## Zu lesender Auszug:
'''
Der Klimaökonom vom Potsdam-Institut für Klimafolgenforschung (PIK) und Vorsitzende der Arbeitsgruppe 3 (Handlungsoptionen) des Weltklimarats (IPCC), Ottmar Edenhofer, ist zwar ein glühender Anhänger des Emissionshandels. Doch eine "künstliche" Verknappung von CO2-Zertifikaten findet er falsch. Er sagte am Dienstag: "Die Tatsache, dass der Vorschlag des „backloading“ abgelehnt wurde, macht es umso wichtiger, jetzt glaubwürdige Ziele für 2030 zu setzen. Wichtig sind langfristige Minderungsziele, nicht kurzatmige Interventionen."
'''
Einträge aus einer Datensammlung
'''
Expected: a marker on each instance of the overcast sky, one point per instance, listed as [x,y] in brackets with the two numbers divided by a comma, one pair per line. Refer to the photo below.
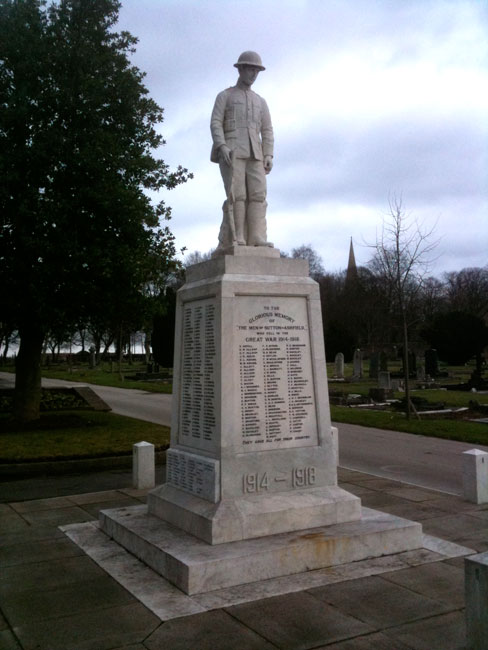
[369,99]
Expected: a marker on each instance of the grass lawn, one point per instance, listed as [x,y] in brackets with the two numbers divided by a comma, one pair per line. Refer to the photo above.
[105,374]
[75,435]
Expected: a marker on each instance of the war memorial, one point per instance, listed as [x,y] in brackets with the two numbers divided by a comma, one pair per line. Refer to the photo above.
[251,487]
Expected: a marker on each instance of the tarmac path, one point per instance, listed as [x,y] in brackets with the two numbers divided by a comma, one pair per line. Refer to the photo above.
[419,460]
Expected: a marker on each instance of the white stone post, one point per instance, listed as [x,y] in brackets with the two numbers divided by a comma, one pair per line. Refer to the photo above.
[475,476]
[476,592]
[143,470]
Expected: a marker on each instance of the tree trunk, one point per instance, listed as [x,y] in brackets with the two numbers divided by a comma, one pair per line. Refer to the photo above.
[147,346]
[406,369]
[27,394]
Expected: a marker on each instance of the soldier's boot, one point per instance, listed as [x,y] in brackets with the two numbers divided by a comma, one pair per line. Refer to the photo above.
[239,219]
[256,224]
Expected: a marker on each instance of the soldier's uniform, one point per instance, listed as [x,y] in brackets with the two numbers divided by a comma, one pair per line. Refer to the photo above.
[241,120]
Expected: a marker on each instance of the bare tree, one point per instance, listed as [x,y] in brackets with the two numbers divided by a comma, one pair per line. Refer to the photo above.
[195,257]
[306,252]
[403,256]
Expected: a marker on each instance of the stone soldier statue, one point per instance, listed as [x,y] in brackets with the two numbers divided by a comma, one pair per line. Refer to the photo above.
[242,136]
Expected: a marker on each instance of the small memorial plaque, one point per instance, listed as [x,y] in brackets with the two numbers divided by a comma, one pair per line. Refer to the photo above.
[196,474]
[277,401]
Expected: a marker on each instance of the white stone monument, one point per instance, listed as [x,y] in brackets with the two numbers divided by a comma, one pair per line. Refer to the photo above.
[251,488]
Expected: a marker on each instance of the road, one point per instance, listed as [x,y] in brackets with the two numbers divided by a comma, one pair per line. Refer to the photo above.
[418,460]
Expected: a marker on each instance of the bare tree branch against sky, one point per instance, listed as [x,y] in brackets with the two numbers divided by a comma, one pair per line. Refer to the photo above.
[369,98]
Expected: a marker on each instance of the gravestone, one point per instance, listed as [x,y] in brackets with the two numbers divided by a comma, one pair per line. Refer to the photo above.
[374,365]
[384,380]
[339,366]
[420,371]
[357,364]
[431,363]
[412,363]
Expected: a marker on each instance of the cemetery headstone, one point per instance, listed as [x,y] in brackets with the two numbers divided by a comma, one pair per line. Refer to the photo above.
[431,363]
[357,364]
[374,365]
[384,379]
[339,365]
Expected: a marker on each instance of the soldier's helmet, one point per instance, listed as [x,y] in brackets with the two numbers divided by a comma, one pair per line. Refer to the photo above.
[250,58]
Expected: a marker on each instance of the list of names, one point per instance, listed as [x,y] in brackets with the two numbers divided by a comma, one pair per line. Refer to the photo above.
[275,374]
[197,404]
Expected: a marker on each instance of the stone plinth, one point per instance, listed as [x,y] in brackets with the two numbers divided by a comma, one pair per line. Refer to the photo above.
[196,567]
[252,451]
[251,489]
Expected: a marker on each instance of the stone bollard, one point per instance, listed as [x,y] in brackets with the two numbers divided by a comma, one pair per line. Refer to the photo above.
[143,470]
[475,476]
[476,593]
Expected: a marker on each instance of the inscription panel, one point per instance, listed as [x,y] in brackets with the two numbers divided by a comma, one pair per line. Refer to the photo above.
[274,365]
[197,404]
[195,474]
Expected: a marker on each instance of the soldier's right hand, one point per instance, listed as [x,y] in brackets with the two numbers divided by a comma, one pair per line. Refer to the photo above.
[225,154]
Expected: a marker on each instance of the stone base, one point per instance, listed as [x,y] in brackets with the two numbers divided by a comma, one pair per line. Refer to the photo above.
[260,516]
[196,567]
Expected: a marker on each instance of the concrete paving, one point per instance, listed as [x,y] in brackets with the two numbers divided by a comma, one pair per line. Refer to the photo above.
[53,596]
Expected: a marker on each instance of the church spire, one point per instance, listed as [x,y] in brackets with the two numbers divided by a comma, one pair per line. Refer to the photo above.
[352,270]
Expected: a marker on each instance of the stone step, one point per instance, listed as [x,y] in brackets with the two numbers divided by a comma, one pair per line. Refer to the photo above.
[197,567]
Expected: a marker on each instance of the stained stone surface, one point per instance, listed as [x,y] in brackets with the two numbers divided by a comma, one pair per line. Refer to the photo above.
[195,566]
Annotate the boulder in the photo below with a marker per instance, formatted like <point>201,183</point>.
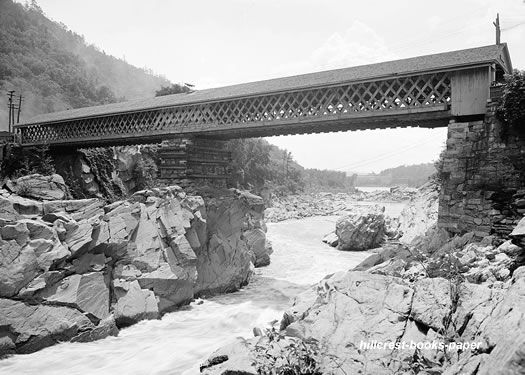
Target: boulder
<point>224,263</point>
<point>17,231</point>
<point>331,239</point>
<point>18,266</point>
<point>105,328</point>
<point>7,211</point>
<point>39,187</point>
<point>173,286</point>
<point>78,236</point>
<point>87,292</point>
<point>360,231</point>
<point>420,214</point>
<point>256,243</point>
<point>26,207</point>
<point>33,327</point>
<point>133,303</point>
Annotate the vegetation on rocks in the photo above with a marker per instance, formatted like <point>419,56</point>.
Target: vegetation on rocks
<point>512,108</point>
<point>19,162</point>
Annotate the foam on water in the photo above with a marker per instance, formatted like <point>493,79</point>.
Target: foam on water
<point>181,340</point>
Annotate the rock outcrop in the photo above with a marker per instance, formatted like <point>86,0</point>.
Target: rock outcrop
<point>420,214</point>
<point>39,187</point>
<point>350,310</point>
<point>361,231</point>
<point>440,305</point>
<point>77,269</point>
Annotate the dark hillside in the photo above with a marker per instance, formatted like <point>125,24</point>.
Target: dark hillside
<point>55,69</point>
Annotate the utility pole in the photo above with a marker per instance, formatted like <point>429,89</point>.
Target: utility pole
<point>498,30</point>
<point>10,105</point>
<point>19,108</point>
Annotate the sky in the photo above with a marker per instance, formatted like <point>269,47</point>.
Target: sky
<point>212,43</point>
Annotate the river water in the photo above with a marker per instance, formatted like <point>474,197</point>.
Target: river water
<point>181,340</point>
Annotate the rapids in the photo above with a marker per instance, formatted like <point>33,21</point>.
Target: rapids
<point>181,340</point>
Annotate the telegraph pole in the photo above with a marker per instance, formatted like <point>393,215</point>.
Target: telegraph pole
<point>498,30</point>
<point>10,105</point>
<point>19,108</point>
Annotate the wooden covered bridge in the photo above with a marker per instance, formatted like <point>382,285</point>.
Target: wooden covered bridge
<point>425,91</point>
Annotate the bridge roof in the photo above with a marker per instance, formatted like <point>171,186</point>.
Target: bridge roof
<point>454,60</point>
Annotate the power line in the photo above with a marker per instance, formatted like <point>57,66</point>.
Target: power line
<point>513,26</point>
<point>385,155</point>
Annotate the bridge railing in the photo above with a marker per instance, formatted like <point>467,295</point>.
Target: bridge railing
<point>361,99</point>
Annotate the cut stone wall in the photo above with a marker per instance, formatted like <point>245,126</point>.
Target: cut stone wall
<point>483,187</point>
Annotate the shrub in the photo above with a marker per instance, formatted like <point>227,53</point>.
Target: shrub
<point>24,161</point>
<point>296,357</point>
<point>511,111</point>
<point>145,173</point>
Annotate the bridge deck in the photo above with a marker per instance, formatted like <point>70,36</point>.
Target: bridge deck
<point>408,92</point>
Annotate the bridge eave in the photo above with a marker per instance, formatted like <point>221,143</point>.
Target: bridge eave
<point>424,118</point>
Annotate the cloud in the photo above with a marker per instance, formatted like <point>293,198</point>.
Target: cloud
<point>358,45</point>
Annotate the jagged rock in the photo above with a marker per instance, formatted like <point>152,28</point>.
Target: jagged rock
<point>78,236</point>
<point>432,302</point>
<point>7,211</point>
<point>225,264</point>
<point>40,282</point>
<point>48,252</point>
<point>172,285</point>
<point>39,187</point>
<point>126,271</point>
<point>331,239</point>
<point>89,262</point>
<point>360,231</point>
<point>386,253</point>
<point>87,292</point>
<point>256,242</point>
<point>235,358</point>
<point>26,207</point>
<point>18,266</point>
<point>106,327</point>
<point>33,327</point>
<point>17,232</point>
<point>78,209</point>
<point>38,229</point>
<point>152,249</point>
<point>133,303</point>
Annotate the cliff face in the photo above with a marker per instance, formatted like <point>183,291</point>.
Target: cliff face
<point>78,269</point>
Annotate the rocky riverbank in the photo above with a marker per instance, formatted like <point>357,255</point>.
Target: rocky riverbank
<point>437,305</point>
<point>78,270</point>
<point>323,204</point>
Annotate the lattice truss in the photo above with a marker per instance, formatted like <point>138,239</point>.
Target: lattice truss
<point>340,101</point>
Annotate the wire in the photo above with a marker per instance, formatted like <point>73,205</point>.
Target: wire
<point>513,27</point>
<point>385,155</point>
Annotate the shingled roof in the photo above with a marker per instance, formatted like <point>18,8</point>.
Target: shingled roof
<point>481,56</point>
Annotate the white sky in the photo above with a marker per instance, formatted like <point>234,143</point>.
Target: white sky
<point>213,43</point>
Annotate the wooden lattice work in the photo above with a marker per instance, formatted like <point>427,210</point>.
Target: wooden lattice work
<point>388,96</point>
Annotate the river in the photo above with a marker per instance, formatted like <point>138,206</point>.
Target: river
<point>180,341</point>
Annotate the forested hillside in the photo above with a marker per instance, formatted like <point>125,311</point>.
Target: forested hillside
<point>55,69</point>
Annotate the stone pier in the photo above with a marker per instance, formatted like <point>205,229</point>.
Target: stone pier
<point>483,184</point>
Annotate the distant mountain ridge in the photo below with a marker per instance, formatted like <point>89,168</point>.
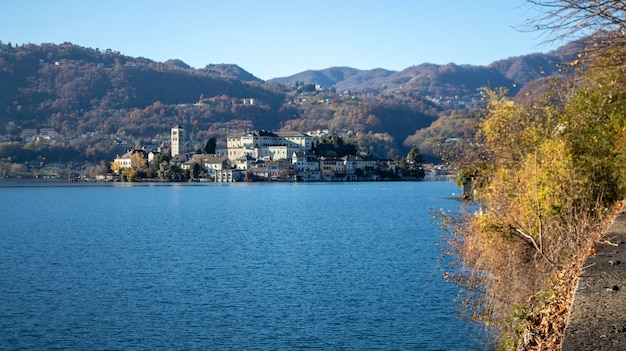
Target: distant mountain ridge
<point>442,80</point>
<point>77,90</point>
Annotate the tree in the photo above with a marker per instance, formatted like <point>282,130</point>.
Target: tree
<point>164,171</point>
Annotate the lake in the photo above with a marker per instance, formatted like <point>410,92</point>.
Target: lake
<point>287,266</point>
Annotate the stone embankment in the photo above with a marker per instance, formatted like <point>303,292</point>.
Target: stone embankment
<point>597,318</point>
'''
## Aufgabenstellung:
Beantworten Sie anhand des Auszugs über Ottmar Edenhofer die folgenden Fragen:
1. Welche Arbeitsgruppe des Weltklimarats (IPCC) leitet Ottmar Edenhofer?
2. Wie bewertet er eine „künstliche“ Verknappung von CO2-Zertifikaten?
3. Für welches Jahr sollten seiner Aussage nach jetzt glaubwürdige Ziele gesetzt werden?

## Lösung der Aufgabe:
1. Die Arbeitsgruppe 3 (Handlungsoptionen).
2. Er findet sie falsch.
3. Für das Jahr 2030.